### [Task requirements]
Extract every line of the listing below that contains the string "distant". Matching is case-sensitive.

***** Input rows

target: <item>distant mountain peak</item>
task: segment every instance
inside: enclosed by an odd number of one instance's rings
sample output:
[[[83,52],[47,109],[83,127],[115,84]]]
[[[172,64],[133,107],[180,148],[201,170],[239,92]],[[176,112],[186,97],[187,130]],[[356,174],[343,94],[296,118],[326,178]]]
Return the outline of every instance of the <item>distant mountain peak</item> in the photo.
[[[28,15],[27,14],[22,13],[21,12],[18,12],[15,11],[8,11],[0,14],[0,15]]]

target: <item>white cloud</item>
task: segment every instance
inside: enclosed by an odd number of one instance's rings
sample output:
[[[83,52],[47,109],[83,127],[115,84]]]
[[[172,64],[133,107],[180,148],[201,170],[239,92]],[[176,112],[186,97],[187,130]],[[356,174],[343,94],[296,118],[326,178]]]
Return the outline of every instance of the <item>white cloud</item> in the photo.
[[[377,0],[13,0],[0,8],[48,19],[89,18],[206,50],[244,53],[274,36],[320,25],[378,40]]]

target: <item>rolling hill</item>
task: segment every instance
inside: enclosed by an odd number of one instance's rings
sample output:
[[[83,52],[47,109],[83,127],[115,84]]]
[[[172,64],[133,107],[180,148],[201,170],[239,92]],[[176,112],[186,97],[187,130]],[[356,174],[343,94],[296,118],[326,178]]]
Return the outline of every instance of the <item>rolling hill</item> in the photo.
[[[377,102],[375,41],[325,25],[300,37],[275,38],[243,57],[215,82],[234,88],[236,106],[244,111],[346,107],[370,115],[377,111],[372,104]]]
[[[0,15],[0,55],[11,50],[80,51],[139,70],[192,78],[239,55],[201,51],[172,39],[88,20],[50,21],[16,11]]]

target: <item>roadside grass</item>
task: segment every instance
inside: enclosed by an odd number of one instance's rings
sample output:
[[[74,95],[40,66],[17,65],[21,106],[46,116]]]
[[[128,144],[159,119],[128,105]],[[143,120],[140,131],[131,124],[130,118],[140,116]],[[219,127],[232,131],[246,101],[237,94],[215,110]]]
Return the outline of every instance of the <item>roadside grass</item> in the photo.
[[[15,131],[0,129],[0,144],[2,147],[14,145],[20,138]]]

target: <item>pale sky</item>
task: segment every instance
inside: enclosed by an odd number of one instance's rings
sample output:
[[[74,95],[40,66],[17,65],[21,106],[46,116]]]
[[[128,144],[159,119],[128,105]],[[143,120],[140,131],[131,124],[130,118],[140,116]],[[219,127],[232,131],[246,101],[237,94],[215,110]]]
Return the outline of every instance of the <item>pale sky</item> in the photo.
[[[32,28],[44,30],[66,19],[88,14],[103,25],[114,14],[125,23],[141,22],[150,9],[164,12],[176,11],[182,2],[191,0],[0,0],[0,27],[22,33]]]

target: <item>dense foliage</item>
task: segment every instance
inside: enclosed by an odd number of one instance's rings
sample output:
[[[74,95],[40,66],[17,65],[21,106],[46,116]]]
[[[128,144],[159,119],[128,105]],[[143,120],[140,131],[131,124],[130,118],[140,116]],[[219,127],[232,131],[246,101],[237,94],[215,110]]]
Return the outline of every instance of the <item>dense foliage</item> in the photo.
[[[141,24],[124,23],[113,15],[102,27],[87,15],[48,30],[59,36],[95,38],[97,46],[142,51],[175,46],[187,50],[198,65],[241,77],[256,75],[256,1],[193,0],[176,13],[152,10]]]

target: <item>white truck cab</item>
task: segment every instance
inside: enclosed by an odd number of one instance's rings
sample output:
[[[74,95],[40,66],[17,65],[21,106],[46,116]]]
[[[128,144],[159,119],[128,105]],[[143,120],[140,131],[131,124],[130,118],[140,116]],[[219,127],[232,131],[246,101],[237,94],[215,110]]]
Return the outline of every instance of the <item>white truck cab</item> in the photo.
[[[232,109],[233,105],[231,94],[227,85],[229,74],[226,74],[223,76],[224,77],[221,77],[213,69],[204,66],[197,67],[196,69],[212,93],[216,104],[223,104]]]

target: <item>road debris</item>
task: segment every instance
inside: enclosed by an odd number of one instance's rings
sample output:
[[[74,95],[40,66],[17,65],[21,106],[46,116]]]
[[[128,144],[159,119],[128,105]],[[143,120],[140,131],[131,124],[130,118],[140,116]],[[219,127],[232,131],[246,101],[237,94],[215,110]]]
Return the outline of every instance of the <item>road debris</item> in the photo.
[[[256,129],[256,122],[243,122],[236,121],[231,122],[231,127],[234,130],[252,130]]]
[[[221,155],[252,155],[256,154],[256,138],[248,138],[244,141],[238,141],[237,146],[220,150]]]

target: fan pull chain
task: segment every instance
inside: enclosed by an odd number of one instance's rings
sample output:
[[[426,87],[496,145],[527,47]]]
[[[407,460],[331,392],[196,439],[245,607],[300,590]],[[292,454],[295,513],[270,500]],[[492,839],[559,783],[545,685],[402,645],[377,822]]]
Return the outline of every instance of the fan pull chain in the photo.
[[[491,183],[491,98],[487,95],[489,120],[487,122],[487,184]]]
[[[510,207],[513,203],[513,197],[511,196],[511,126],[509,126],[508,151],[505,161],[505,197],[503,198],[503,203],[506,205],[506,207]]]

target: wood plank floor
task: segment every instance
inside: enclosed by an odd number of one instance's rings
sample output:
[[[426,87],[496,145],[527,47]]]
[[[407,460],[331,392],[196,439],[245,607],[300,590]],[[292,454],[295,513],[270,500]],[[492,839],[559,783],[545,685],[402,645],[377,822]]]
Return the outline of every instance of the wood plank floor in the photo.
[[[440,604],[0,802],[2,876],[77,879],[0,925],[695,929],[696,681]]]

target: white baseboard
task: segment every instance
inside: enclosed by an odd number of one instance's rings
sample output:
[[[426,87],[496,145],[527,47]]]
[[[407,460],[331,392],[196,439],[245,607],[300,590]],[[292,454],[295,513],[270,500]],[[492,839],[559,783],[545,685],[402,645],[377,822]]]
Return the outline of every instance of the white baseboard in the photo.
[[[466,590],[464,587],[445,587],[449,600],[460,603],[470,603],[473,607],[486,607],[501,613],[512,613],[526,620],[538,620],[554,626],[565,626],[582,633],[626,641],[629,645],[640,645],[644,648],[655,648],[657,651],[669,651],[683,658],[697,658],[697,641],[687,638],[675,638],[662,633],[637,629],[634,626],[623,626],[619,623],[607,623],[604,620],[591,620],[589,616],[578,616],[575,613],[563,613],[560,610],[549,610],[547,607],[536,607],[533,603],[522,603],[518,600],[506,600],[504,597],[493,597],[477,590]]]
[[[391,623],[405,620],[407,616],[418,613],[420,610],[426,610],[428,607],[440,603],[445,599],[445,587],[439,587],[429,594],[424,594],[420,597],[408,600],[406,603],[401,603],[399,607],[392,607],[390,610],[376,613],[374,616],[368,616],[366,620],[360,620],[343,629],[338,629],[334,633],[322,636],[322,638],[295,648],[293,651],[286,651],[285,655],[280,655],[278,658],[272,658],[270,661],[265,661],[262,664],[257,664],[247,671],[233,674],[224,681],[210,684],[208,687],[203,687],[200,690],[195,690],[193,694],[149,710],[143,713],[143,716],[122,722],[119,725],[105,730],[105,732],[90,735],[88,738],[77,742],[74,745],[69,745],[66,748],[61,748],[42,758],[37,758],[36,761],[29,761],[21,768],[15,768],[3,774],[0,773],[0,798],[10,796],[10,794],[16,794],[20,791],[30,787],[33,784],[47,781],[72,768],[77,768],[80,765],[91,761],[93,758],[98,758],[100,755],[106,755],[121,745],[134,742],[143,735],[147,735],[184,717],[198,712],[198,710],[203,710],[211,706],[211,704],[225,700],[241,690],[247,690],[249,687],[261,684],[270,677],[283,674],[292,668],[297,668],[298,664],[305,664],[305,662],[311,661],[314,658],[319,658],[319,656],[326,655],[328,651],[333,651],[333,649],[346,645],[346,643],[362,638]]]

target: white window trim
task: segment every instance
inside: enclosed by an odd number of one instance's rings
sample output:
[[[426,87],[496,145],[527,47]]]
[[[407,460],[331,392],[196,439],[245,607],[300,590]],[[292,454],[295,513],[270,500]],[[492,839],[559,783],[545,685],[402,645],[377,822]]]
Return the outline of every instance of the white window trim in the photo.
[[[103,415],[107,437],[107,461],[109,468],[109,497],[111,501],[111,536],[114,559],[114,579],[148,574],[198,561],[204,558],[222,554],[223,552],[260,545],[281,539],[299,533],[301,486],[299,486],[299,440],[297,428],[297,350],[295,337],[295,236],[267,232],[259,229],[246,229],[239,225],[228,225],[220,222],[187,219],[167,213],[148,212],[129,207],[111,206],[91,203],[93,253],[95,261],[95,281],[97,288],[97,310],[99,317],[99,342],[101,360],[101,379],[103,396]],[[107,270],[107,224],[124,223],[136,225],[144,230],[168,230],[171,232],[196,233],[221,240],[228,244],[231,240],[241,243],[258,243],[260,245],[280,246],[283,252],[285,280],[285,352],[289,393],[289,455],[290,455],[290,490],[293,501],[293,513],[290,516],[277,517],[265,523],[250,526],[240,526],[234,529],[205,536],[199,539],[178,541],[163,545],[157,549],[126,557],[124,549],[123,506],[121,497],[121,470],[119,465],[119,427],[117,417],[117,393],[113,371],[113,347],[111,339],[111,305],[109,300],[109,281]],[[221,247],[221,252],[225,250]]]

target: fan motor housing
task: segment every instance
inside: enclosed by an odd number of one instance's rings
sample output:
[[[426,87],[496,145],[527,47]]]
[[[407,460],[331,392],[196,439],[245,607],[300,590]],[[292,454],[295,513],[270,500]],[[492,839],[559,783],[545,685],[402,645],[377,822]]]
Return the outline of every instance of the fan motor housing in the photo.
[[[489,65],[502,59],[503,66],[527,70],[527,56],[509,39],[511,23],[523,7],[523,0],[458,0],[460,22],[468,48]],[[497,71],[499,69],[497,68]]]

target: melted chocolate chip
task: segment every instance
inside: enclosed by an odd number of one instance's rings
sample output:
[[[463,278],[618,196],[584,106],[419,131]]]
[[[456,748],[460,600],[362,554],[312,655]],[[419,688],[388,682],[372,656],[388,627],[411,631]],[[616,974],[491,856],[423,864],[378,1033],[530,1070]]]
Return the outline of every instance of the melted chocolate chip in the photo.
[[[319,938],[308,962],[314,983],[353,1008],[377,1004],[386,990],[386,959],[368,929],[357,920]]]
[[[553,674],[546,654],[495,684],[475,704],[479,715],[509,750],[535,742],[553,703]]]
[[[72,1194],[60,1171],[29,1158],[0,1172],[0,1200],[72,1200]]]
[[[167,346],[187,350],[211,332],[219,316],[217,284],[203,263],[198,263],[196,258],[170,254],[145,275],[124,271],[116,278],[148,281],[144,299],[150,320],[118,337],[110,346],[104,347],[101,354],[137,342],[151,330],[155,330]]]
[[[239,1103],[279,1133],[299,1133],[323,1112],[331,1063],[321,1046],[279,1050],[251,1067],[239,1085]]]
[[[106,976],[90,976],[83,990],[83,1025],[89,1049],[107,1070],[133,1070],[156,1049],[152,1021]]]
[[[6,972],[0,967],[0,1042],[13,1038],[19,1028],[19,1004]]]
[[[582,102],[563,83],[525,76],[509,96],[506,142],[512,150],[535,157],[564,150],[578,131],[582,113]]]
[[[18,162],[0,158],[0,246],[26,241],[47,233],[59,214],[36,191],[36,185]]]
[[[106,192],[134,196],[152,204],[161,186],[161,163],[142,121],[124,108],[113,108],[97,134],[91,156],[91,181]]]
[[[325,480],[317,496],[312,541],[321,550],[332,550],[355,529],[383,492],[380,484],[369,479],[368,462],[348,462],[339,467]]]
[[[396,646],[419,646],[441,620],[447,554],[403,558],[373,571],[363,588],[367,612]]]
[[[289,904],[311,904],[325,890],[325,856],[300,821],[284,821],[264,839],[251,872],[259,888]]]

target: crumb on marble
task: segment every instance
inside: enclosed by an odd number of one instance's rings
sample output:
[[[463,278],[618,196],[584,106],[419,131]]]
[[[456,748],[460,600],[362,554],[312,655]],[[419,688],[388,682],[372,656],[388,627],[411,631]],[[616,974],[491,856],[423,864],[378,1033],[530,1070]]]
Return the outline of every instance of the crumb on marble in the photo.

**********

### [Expected answer]
target: <item>distant mountain peak</item>
Return the outline of every instance of the <item>distant mountain peak</item> in the photo.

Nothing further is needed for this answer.